======== SEITE

# Wie kann ich triple buffering aktivieren?



## tobbes22 (28. Dezember 2015)

Habe bereits in den AMD Radeon Einstellungen bei den Globalen Einstellungen OpenGL-Dreifach Pufferung eingestellt, scheint jedoch keinen Einfluss auf die FPS Rate zu haben, so bleibt die Fps Rate bei Assassins Creed 4 trotzdem bei eingestelltem VSync bei ca. 30 fps.
Gibt es eine Möglichkeit, entweder durch die Grafikeinstellungen oder durch ein heruntergeladenes Programm Triple Buffering bei allen Spielen zu aktivieren oder ist das von Spiel zu Spiel unterschiedlich?


----------



## Soulsnap (28. Dezember 2015)

Und weil nach 2 Minuten keine Antwort kommt erstellt man einfach das selbe Thema nochmal?

================

◆ SCHRIFTLICHE ANWEISUNG A ◆
Schreibe in den Zeilen unten den Abschnitt von „Can you spot any stainless steel appliance?“ bis einschließlich „[620,220,921,402]“ neu und ersetze darin „sleeve“ durch „cuff“. Alles andere bleibt unverändert.

======== AUSZUG DER DATEN

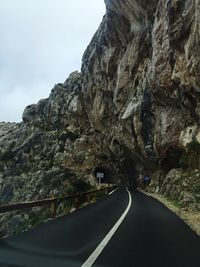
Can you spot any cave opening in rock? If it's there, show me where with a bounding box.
[93,166,112,184]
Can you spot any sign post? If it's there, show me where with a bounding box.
[96,172,104,185]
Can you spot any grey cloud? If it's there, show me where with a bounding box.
[0,0,105,121]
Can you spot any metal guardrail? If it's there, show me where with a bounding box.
[0,186,116,218]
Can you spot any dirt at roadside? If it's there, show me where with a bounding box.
[144,192,200,236]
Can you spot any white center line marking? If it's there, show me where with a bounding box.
[108,187,119,195]
[81,189,132,267]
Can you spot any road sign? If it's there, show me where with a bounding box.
[96,172,104,184]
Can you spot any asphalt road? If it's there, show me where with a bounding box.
[0,188,200,267]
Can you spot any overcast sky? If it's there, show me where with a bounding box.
[0,0,105,122]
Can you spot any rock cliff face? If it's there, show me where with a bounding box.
[0,0,200,236]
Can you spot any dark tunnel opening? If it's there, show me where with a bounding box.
[93,166,112,184]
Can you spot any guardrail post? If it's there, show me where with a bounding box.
[74,197,79,209]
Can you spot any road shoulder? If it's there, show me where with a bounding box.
[142,191,200,236]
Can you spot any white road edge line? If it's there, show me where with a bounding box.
[108,187,119,195]
[81,189,132,267]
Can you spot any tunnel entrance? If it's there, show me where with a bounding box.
[93,166,112,184]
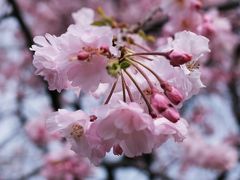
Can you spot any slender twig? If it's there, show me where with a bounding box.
[104,77,118,104]
[122,74,133,102]
[204,0,240,11]
[131,59,164,84]
[131,60,154,89]
[130,6,161,32]
[8,0,61,111]
[121,71,126,102]
[124,69,153,114]
[123,51,171,58]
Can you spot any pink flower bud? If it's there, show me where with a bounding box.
[162,107,180,123]
[191,0,203,10]
[100,46,109,53]
[168,50,192,66]
[150,93,169,113]
[113,144,123,156]
[164,87,183,105]
[77,51,89,61]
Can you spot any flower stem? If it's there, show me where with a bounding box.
[122,74,133,102]
[124,69,153,114]
[130,59,164,84]
[121,71,126,102]
[128,59,154,89]
[104,77,118,104]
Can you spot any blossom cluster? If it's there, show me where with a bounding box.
[31,8,210,165]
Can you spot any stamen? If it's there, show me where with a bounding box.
[70,124,84,140]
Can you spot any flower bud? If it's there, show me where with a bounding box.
[191,0,203,10]
[168,50,192,66]
[100,46,109,54]
[150,93,169,113]
[113,144,123,156]
[164,87,183,105]
[77,51,89,61]
[161,107,180,123]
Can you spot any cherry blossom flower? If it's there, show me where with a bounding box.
[41,148,90,180]
[32,8,116,92]
[46,109,106,164]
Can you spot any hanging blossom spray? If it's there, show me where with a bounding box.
[31,8,210,165]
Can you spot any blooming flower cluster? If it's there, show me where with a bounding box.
[31,8,210,165]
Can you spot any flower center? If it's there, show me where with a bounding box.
[70,124,84,140]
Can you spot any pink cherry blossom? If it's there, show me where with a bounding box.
[32,9,113,92]
[47,109,106,164]
[41,148,90,180]
[94,102,154,157]
[154,117,188,147]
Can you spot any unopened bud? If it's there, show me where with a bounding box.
[77,51,89,61]
[191,0,203,10]
[90,115,97,122]
[113,144,123,156]
[164,87,183,105]
[100,46,109,54]
[150,93,169,113]
[161,107,180,123]
[168,51,192,66]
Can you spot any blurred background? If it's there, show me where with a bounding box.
[0,0,240,180]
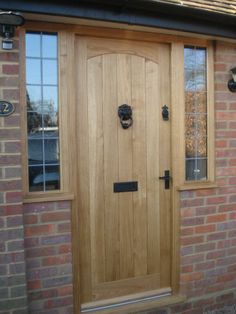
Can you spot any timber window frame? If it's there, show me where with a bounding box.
[20,27,75,203]
[175,41,216,190]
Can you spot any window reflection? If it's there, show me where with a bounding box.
[26,33,60,191]
[184,47,207,180]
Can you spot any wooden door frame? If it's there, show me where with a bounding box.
[21,21,212,314]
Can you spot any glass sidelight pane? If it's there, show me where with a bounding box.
[184,47,208,181]
[26,32,60,192]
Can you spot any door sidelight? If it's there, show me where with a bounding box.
[159,170,171,190]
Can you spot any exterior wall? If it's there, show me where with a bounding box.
[0,30,27,314]
[171,42,236,314]
[0,29,236,314]
[24,202,73,314]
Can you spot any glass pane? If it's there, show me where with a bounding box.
[29,166,44,192]
[43,60,57,85]
[186,159,207,181]
[42,35,57,58]
[185,137,207,158]
[28,139,43,165]
[43,86,58,112]
[43,111,58,131]
[26,86,42,111]
[44,139,59,164]
[197,159,207,180]
[195,70,206,91]
[26,59,41,84]
[185,92,207,113]
[184,47,196,70]
[185,70,196,92]
[196,48,206,70]
[27,111,42,137]
[185,114,207,137]
[26,33,40,58]
[45,165,60,191]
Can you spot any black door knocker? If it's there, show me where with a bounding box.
[118,104,133,129]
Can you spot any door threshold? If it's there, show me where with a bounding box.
[81,289,186,314]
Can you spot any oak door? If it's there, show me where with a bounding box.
[75,37,171,304]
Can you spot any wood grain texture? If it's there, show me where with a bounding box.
[117,54,134,279]
[75,38,92,302]
[88,56,105,283]
[76,38,170,304]
[102,54,120,281]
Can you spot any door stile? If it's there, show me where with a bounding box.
[75,38,92,300]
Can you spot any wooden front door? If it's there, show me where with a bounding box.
[75,37,171,308]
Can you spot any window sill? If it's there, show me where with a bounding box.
[177,181,218,191]
[23,192,75,204]
[81,294,187,314]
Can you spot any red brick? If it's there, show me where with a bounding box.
[181,236,204,245]
[57,286,73,296]
[194,261,215,271]
[206,250,226,259]
[207,214,227,223]
[24,215,38,225]
[195,243,216,253]
[195,225,216,233]
[207,232,226,241]
[182,217,204,226]
[28,280,41,290]
[6,192,22,203]
[196,189,216,196]
[207,196,226,204]
[59,244,71,254]
[41,212,70,222]
[181,227,194,236]
[217,274,236,282]
[180,272,204,282]
[181,265,193,274]
[25,225,54,237]
[219,204,236,212]
[180,199,205,208]
[42,254,71,266]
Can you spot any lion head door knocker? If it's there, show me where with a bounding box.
[118,104,133,129]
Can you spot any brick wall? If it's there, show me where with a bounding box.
[24,202,73,314]
[0,30,236,314]
[168,42,236,314]
[0,33,27,314]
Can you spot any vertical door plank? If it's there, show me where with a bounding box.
[131,56,147,276]
[102,54,120,281]
[76,38,91,303]
[146,61,161,274]
[88,56,105,284]
[117,54,133,279]
[159,45,172,287]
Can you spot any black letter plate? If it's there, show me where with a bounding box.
[114,181,138,193]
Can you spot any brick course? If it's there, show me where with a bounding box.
[0,36,28,314]
[0,30,236,314]
[24,202,73,314]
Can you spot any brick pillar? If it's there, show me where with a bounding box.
[0,33,27,314]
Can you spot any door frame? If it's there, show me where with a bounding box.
[21,17,212,314]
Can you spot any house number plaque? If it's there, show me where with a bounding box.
[0,100,15,117]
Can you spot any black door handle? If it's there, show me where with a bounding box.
[159,170,171,190]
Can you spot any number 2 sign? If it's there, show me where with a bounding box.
[0,100,15,117]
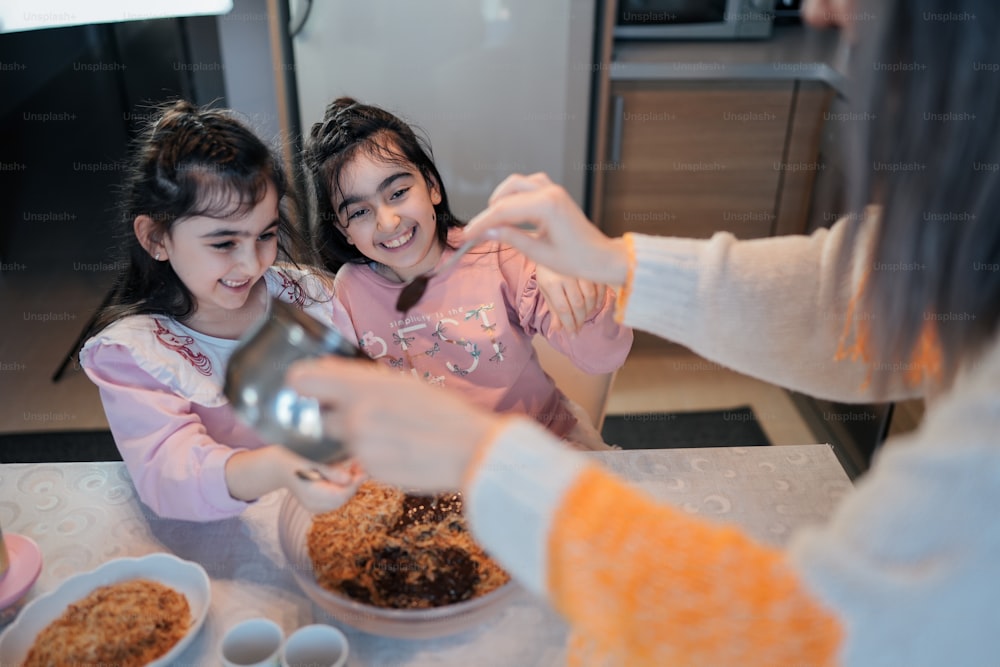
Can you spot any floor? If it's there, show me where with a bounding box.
[0,266,111,433]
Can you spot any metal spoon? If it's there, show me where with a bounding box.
[396,222,537,313]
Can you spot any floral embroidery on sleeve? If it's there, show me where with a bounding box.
[153,319,212,376]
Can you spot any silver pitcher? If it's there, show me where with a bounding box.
[223,299,368,463]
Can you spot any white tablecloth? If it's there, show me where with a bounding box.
[0,445,851,667]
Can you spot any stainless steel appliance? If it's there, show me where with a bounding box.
[615,0,775,39]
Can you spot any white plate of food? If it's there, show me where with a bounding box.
[0,553,211,667]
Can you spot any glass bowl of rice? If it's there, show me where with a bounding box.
[278,482,517,639]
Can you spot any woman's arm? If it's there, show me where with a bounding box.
[500,248,632,374]
[465,174,923,402]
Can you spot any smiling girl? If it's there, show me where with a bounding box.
[305,98,632,449]
[80,101,360,521]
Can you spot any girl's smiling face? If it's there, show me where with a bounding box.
[333,142,442,282]
[158,183,278,338]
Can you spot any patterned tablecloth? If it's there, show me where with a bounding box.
[0,445,851,667]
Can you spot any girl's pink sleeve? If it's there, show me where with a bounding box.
[501,253,632,374]
[83,345,249,521]
[466,419,843,667]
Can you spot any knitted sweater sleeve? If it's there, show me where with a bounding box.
[467,422,842,667]
[620,220,921,402]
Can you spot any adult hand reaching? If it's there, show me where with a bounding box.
[535,265,606,333]
[287,357,503,492]
[464,173,628,286]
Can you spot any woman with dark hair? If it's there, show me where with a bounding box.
[290,0,1000,667]
[80,100,360,521]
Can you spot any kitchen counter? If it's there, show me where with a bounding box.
[606,25,846,92]
[0,445,851,667]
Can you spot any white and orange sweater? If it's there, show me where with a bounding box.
[466,218,1000,667]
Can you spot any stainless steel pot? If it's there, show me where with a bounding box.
[223,299,368,463]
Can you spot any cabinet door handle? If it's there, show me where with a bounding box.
[611,95,625,164]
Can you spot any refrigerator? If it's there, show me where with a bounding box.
[290,0,597,219]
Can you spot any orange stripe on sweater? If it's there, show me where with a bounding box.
[548,468,842,667]
[615,232,635,324]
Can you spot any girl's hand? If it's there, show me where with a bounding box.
[286,357,502,491]
[464,173,628,287]
[287,460,367,514]
[226,445,367,513]
[535,265,606,333]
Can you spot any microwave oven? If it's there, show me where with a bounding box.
[614,0,775,39]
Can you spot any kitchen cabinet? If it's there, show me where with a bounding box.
[593,79,833,238]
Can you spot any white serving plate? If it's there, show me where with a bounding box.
[0,553,211,667]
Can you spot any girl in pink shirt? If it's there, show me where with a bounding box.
[305,98,632,448]
[80,101,360,521]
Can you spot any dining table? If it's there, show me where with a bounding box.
[0,444,852,667]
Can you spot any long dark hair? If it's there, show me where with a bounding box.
[303,97,464,271]
[847,0,1000,381]
[91,100,309,331]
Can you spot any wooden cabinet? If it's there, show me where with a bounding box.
[593,80,832,238]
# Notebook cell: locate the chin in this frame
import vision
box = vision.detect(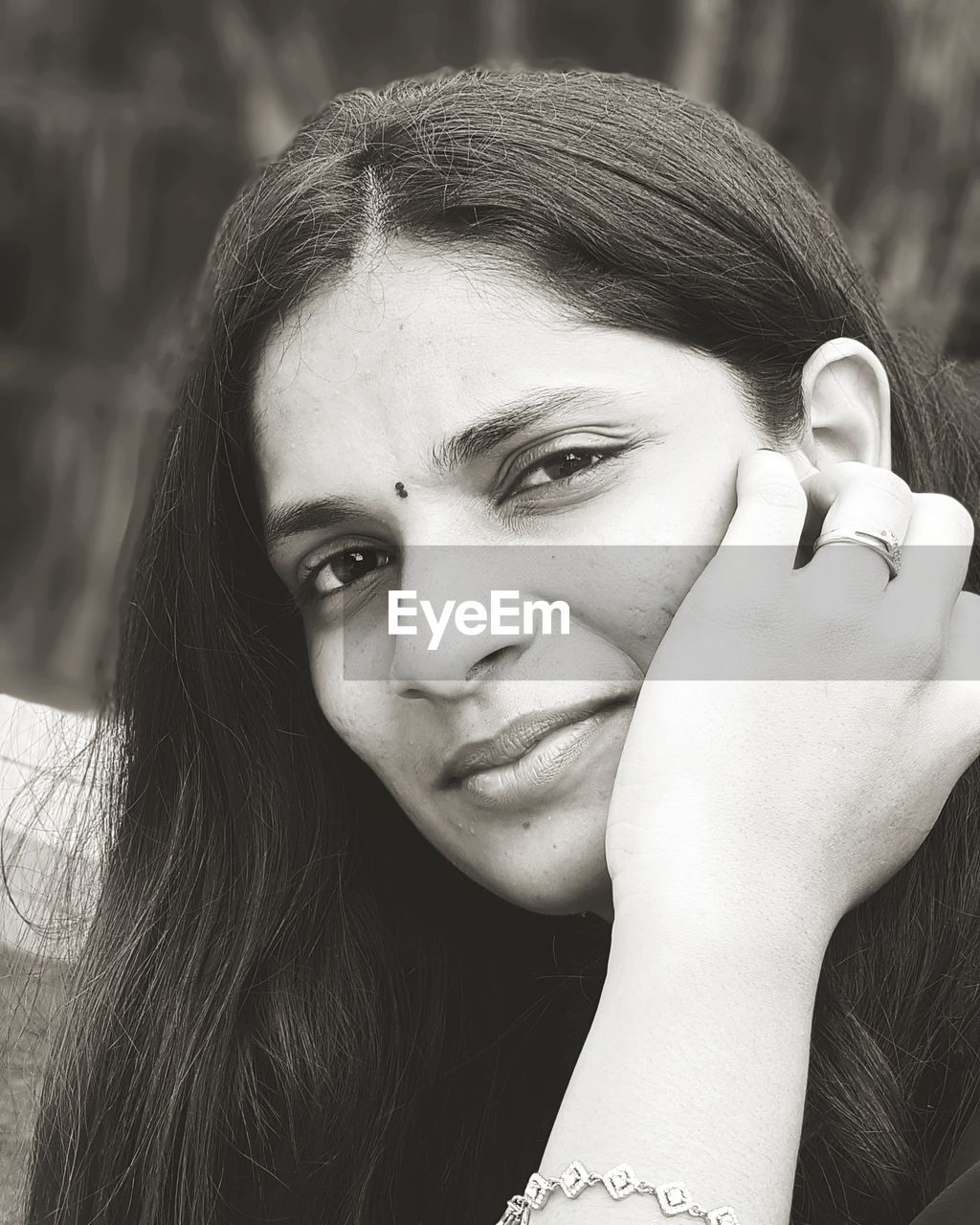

================

◆ SCHRIFTLICHE ANWEISUNG B ◆
Kopiere aus dem Thread zum Triple Buffering den Abschnitt von „Gibt es eine“ bis einschließlich „zu Spiel unterschiedlich?“ wortgetreu.

◆ LÖSUNG A ◆
Can you spot any stainless steel appliance? If it's there, show me where with a bounding box.
[615,0,775,39]
Can you spot any white plate of food? If it's there, show me where with a bounding box.
[0,553,211,667]
Can you spot any glass bowl of rice? If it's there, show me where with a bounding box.
[278,482,517,639]
Can you spot any woman's arm? If it's there, show me where with a bounding box.
[500,248,632,374]
[465,174,923,402]
Can you spot any smiling girl? If it's there, show me where with a bounding box.
[305,98,632,449]
[80,101,360,521]
Can you spot any girl's smiling face? If it's there, show me where with a bounding box.
[333,142,442,282]
[158,183,278,338]
Can you spot any patterned tablecloth? If it's there, show me where with a bounding box.
[0,445,851,667]
Can you spot any girl's pink cuff? If it's there, show me where with a bounding box.
[501,253,632,374]
[83,345,249,521]
[466,419,843,667]
Can you spot any knitted sweater cuff? If it's there, show me where with a bounding box.
[467,422,842,667]
[620,220,921,402]

◆ LÖSUNG B ◆
Gibt es eine Möglichkeit, entweder durch die Grafikeinstellungen oder durch ein heruntergeladenes Programm Triple Buffering bei allen Spielen zu aktivieren oder ist das von Spiel zu Spiel unterschiedlich?